→ What you have to do
Rewrite the records from the line containing "green shrub is?" through the end of the records, replacing "rocky shoreline" with "stony shoreline" and leaving everything else the same.

Start of Entries shown

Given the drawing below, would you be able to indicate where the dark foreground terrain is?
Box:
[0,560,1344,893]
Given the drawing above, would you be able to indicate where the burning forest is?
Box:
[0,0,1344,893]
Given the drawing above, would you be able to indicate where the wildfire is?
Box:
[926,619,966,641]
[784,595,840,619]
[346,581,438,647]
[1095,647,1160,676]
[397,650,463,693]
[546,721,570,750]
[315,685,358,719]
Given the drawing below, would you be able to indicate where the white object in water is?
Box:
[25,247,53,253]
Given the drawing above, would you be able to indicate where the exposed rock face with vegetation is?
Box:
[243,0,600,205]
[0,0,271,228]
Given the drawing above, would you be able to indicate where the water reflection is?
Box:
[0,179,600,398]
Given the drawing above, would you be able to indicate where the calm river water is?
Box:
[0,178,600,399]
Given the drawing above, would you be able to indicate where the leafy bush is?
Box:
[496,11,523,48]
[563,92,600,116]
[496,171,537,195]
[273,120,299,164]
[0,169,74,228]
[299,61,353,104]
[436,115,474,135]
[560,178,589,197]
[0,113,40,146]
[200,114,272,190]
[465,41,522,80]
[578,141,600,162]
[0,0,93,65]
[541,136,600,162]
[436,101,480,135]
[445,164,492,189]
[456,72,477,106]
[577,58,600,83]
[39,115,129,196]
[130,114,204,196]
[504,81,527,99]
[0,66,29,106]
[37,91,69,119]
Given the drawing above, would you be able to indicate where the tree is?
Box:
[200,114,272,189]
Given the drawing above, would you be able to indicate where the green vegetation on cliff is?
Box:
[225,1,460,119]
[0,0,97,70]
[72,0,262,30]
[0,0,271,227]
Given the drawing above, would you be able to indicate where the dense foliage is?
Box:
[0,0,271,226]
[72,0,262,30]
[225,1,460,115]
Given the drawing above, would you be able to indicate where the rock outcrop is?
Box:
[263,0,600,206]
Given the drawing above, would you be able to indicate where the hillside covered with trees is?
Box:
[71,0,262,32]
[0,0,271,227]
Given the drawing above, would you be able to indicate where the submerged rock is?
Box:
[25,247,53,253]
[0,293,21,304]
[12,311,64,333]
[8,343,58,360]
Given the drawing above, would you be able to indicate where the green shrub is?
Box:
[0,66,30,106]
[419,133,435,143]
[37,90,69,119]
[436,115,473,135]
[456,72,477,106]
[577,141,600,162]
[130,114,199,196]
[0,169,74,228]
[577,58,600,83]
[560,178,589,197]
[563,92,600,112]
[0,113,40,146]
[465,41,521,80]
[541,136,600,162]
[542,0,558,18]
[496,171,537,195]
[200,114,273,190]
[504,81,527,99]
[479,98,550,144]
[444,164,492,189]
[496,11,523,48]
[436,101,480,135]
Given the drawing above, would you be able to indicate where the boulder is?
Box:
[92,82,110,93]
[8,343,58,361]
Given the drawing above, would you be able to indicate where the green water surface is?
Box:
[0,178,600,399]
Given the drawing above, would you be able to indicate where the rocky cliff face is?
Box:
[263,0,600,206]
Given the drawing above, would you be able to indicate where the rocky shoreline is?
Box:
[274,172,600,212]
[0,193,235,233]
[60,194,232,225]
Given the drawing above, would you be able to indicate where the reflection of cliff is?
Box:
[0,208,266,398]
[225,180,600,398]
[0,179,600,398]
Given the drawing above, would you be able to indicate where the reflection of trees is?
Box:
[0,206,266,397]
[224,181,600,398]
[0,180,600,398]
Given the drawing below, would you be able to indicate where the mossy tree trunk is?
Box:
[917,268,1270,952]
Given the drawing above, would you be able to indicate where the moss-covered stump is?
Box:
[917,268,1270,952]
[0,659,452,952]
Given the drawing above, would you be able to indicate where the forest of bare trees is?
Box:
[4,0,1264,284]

End of Entries shown

→ Output below
Given the drawing above, would you be able to indicate where the green shrub is?
Box:
[0,66,30,106]
[419,133,435,143]
[37,90,69,119]
[436,115,473,135]
[456,72,477,106]
[577,141,600,162]
[130,114,199,196]
[0,169,74,228]
[577,58,600,83]
[560,178,589,197]
[563,92,600,112]
[0,113,40,146]
[465,41,521,80]
[541,136,600,162]
[542,0,558,18]
[496,171,537,195]
[200,114,273,190]
[504,81,527,99]
[479,98,550,144]
[444,164,492,189]
[496,11,523,48]
[436,101,480,135]
Given the drawing above, would you be able to indicate where the boulder is?
Box:
[92,82,110,93]
[8,343,58,361]
Given the drawing above, would you be able to indicate where the green water surface is?
Box:
[0,178,600,399]
Given the drawing above, would you be able to indicate where the rocky cliff face is?
Box:
[263,0,600,206]
Given the drawing above, would you be able to indicate where the stony shoreline is?
Box:
[274,172,600,212]
[0,193,235,233]
[60,194,232,225]
Given the drawing above, would you be able to indicate where the reflection of cliff is?
Box:
[0,208,266,398]
[225,180,600,398]
[0,179,600,398]
Given the drawing above, would you be able to indicate where the reflection of trees is?
Box:
[0,206,266,397]
[224,181,600,398]
[0,180,600,398]
Given the drawing below, would you be able to indicate where the mossy tree trunk is?
Box:
[917,268,1270,952]
Given the drawing above, would you be able to indicate where the moss-covered stump is?
Box:
[917,268,1270,952]
[0,659,452,952]
Given the drawing above, would you be able to indicate where the forest of bare trees is?
Box:
[4,0,1264,284]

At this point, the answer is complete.